▶ TASK DIRECTIONS
Your job is to report every line of the entries that has "windshield".

TASK INPUT below:

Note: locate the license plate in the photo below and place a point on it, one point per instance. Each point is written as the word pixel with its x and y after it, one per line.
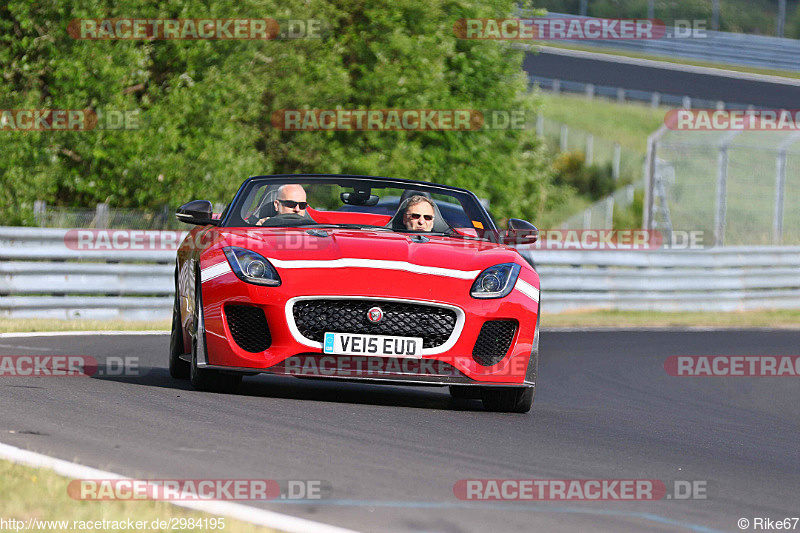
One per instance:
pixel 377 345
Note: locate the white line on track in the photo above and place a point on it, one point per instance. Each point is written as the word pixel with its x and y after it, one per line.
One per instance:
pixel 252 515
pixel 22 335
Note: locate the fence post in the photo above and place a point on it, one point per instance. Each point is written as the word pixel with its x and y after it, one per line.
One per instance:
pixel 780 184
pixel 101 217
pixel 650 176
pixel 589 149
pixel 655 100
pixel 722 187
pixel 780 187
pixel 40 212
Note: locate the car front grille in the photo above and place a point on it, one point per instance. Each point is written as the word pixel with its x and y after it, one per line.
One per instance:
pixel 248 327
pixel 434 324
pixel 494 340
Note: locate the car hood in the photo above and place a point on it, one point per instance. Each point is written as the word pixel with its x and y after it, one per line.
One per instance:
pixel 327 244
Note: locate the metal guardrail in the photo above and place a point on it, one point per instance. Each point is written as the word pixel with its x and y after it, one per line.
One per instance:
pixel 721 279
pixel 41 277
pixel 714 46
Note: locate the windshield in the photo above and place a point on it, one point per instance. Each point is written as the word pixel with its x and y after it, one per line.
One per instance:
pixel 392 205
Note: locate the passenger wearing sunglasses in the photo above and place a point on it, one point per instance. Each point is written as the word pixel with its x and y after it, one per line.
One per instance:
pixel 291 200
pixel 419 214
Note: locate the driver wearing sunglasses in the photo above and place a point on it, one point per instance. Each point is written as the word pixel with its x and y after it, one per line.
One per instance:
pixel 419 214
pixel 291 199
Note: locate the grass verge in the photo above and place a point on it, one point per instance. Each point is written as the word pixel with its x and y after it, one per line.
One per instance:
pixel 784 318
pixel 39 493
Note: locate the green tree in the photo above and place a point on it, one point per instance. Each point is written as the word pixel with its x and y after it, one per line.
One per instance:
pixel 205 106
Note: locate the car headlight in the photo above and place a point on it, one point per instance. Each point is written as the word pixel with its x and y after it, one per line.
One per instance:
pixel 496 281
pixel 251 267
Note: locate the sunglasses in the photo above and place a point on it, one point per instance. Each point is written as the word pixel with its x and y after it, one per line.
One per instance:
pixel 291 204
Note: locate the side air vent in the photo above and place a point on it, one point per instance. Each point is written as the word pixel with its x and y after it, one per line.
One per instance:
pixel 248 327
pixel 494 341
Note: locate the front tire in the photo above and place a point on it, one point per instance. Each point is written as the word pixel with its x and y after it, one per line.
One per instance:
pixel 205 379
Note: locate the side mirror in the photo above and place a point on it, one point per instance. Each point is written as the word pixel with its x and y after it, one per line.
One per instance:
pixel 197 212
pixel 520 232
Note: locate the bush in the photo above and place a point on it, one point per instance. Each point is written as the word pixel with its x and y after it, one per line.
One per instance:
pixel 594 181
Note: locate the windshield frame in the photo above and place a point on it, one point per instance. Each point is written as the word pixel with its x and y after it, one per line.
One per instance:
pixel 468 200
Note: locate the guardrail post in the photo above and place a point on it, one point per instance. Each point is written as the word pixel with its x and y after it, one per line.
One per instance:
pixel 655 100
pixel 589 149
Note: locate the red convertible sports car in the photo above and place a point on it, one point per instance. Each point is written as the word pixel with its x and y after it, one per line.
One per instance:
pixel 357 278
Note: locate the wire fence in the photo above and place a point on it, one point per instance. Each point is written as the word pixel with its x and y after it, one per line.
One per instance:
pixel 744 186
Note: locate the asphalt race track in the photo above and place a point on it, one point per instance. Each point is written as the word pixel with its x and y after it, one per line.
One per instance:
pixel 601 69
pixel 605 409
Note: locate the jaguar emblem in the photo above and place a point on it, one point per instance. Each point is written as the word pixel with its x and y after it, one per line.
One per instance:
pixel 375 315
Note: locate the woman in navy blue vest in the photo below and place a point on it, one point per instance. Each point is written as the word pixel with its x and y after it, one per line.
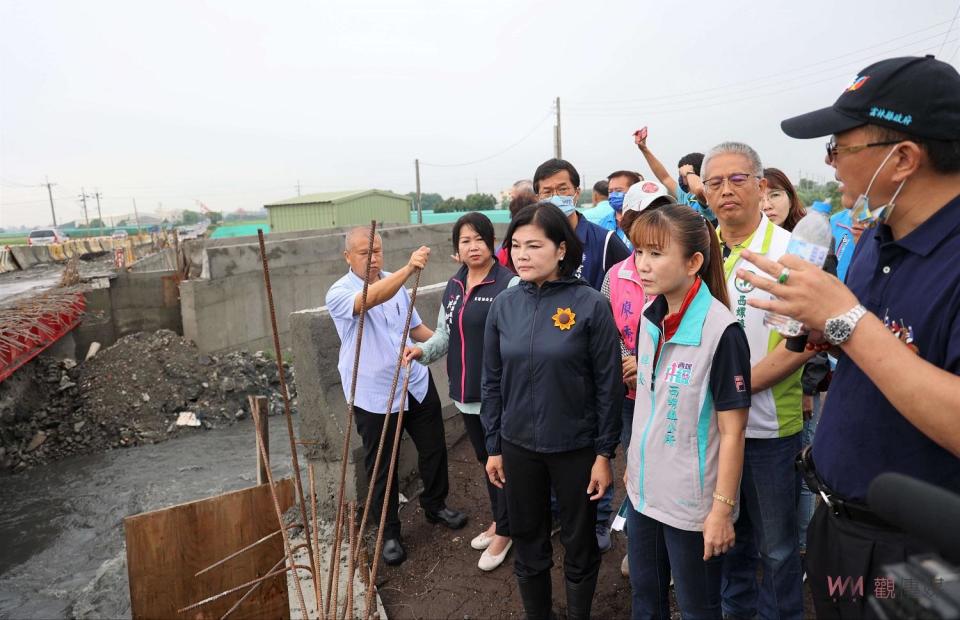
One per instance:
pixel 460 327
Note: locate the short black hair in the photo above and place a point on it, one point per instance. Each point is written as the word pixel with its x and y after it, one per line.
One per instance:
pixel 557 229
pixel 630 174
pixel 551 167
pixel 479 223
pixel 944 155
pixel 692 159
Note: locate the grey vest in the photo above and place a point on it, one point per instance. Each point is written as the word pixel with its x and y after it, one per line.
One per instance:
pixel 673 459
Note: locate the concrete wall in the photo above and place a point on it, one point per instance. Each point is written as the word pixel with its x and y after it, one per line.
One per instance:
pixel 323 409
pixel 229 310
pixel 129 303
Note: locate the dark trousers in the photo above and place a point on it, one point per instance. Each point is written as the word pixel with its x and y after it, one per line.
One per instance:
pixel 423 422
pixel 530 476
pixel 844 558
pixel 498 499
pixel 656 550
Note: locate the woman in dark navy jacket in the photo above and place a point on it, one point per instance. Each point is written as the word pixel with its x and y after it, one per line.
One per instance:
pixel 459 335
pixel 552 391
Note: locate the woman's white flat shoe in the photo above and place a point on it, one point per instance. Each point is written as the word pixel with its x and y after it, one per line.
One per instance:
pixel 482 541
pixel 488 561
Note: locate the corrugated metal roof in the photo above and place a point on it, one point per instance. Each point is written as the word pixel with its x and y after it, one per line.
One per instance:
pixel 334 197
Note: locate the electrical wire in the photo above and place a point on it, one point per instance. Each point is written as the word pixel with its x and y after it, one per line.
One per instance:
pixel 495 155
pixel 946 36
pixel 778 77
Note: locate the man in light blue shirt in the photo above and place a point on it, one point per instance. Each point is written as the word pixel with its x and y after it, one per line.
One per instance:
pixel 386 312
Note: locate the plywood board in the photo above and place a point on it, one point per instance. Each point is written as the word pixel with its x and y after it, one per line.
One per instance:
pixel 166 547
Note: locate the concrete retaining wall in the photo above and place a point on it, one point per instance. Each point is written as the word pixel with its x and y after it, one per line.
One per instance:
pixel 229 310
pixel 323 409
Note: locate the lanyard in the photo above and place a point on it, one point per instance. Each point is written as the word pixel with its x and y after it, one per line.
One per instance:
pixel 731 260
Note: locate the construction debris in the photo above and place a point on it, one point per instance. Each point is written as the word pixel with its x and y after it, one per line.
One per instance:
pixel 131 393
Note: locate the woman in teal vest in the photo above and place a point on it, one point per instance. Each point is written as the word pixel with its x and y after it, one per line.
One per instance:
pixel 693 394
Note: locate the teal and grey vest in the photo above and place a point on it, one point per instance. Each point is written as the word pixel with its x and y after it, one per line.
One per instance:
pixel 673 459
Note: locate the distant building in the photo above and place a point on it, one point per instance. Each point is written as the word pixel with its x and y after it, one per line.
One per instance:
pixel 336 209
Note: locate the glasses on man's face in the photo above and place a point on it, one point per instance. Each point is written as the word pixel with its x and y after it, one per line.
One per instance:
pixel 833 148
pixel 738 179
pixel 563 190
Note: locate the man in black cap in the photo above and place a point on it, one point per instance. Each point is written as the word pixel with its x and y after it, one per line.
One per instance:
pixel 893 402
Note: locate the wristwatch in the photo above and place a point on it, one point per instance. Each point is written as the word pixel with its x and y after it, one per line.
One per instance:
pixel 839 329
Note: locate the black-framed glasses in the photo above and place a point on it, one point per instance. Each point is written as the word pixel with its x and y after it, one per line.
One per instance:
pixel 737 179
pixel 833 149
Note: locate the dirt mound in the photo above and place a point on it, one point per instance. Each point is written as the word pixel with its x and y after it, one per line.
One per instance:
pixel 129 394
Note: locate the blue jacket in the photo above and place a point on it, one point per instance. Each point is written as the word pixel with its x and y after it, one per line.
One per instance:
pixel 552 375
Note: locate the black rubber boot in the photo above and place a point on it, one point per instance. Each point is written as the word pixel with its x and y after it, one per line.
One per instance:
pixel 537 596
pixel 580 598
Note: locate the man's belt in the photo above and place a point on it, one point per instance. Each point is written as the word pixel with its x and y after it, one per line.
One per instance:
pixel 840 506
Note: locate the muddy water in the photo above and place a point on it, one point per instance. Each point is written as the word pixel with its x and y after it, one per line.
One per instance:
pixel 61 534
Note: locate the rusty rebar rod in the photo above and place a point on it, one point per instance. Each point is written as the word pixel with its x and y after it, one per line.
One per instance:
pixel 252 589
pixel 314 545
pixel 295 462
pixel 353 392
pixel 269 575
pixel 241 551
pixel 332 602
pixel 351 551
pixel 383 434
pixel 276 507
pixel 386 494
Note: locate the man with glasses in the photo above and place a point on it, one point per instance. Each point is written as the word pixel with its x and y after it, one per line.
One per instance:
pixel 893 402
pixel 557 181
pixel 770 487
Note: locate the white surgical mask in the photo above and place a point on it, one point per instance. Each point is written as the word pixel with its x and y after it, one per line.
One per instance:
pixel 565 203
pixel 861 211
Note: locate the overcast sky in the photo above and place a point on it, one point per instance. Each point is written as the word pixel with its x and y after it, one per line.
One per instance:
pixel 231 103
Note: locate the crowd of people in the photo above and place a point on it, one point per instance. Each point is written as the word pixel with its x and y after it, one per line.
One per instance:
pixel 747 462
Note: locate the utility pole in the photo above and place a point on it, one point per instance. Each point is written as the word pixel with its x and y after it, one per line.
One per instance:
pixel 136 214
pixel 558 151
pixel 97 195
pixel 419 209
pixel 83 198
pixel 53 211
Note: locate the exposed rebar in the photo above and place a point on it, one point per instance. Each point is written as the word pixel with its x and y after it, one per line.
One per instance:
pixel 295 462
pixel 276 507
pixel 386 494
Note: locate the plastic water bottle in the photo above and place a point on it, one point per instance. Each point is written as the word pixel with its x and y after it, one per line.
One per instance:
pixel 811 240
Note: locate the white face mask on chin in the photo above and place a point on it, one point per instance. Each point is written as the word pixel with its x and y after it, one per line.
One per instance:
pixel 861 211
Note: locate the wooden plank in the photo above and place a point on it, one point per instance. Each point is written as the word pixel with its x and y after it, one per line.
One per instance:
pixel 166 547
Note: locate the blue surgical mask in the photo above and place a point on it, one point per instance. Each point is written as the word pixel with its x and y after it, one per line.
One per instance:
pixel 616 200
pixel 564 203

End of TASK INPUT.
TASK INPUT below:

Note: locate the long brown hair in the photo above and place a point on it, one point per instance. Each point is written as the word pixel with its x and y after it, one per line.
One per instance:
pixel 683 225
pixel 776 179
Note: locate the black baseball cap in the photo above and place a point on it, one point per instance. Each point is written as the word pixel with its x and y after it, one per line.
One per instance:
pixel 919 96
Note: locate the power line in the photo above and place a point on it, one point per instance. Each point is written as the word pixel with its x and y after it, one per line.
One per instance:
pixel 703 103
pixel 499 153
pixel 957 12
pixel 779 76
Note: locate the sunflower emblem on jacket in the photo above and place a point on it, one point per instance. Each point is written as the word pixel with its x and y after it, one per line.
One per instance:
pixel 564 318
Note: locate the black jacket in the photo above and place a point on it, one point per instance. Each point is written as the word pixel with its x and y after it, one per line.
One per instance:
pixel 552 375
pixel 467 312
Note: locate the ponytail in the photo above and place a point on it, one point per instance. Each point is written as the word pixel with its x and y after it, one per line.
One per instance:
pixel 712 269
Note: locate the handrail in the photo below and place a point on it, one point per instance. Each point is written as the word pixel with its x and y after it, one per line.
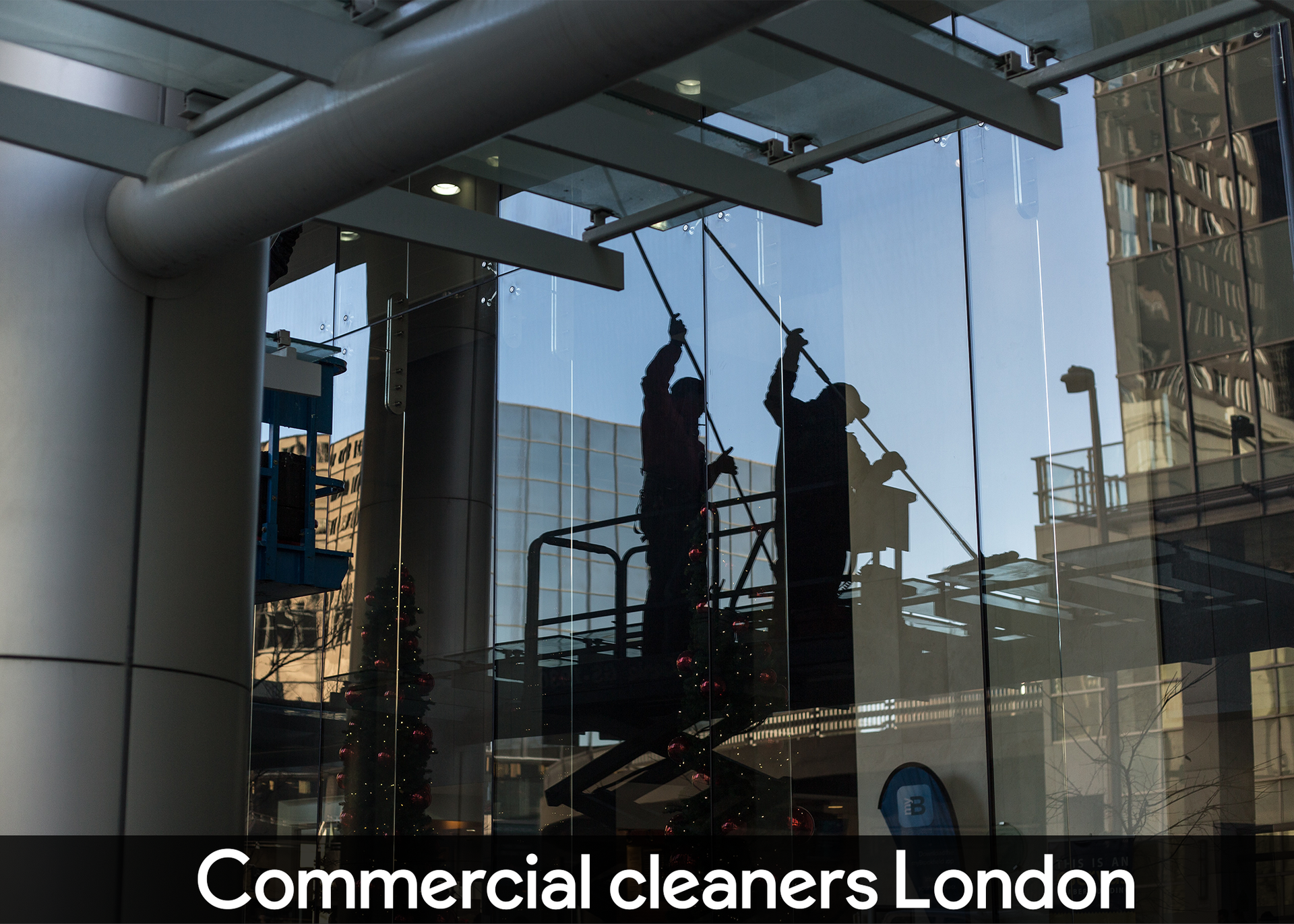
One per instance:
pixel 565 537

End of TASK INPUT.

▶ FINAL ANSWER
Note: locate the windshield in the photo above and place a point on it, one point per instance. Each point is written as the word pixel with its x and y after it, one per line.
Note: locate the windshield frame in the photo above and place a point on it, one point per instance. Each point is written as the word pixel with its x and y after it, one per line.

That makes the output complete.